■ **WHAT TO DO**: Write every record below out exactly; no images.

Point-per-instance localization data:
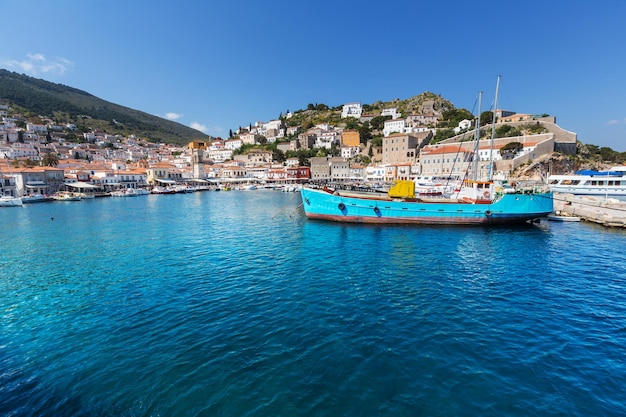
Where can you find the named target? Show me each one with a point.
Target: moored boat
(610, 183)
(35, 198)
(477, 205)
(66, 196)
(9, 201)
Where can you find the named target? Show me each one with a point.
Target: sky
(218, 65)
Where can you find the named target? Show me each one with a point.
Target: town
(39, 159)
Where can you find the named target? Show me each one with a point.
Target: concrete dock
(605, 211)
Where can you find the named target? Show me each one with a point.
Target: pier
(608, 212)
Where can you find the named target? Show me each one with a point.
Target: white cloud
(195, 125)
(36, 64)
(173, 116)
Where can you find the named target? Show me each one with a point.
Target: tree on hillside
(352, 123)
(451, 118)
(365, 133)
(378, 122)
(50, 160)
(511, 149)
(486, 118)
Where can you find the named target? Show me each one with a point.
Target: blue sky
(216, 66)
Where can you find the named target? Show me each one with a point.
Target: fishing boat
(611, 183)
(66, 196)
(474, 203)
(10, 201)
(35, 198)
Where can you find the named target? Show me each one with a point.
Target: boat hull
(506, 209)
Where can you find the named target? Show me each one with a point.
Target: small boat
(10, 201)
(126, 192)
(66, 196)
(163, 190)
(559, 216)
(35, 198)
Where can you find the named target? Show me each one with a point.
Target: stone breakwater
(609, 212)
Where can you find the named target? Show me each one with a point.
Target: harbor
(610, 212)
(218, 303)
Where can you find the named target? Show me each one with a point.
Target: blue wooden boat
(475, 204)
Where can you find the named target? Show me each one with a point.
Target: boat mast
(493, 130)
(477, 136)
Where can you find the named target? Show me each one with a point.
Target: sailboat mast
(493, 130)
(477, 136)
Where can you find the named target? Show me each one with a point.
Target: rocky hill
(34, 98)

■ **REPLY TO THE EXERCISE**:
Where can you find the named target? Show me each one with a point.
Target: moored boat
(610, 183)
(35, 198)
(477, 205)
(66, 196)
(9, 201)
Where can you find the named target? Show me each one with a point.
Target: sky
(218, 65)
Where can you find the named target? Show me each one with a point.
Target: town
(39, 159)
Where can you find the named target? Show me each one with a point.
Target: concrete dock
(605, 211)
Where can you find the named target? Show me each one with a point.
Target: pier
(608, 212)
Where can you find the named target? Show me each one with a point.
Target: white cloud
(195, 125)
(36, 64)
(173, 116)
Where can you find the named target? Show me each one with a point.
Target: tree on hillside
(352, 123)
(451, 118)
(365, 133)
(378, 122)
(50, 160)
(511, 149)
(486, 118)
Where can you find the named target? Show me each one with a point.
Target: blue sky
(216, 66)
Where can you find the named target? Show me each one with a point.
Target: fishing boat
(611, 183)
(66, 196)
(474, 203)
(10, 201)
(35, 198)
Where can you find the named target? Show me each one with a point.
Target: boat hull
(506, 209)
Where can you find the named target? Show me each one with a point.
Target: small boat
(10, 201)
(126, 192)
(66, 196)
(163, 190)
(559, 216)
(35, 198)
Where can you find the named target? Show me each one with a point.
Target: stone breakwater
(609, 212)
Where can you find the named target? Show me each one with a point.
Target: harbor
(610, 212)
(218, 303)
Where can you find the named target? Show me each one with a point.
Target: blue wooden boat
(475, 204)
Where can you find the named target? Show me each one with a point.
Target: boat mast
(493, 130)
(477, 136)
Where can you find the named target? Show me each one with a point.
Target: sailboat mast
(493, 130)
(477, 136)
Where can you find the named target? Show me each one with a point.
Target: rocky hill
(34, 98)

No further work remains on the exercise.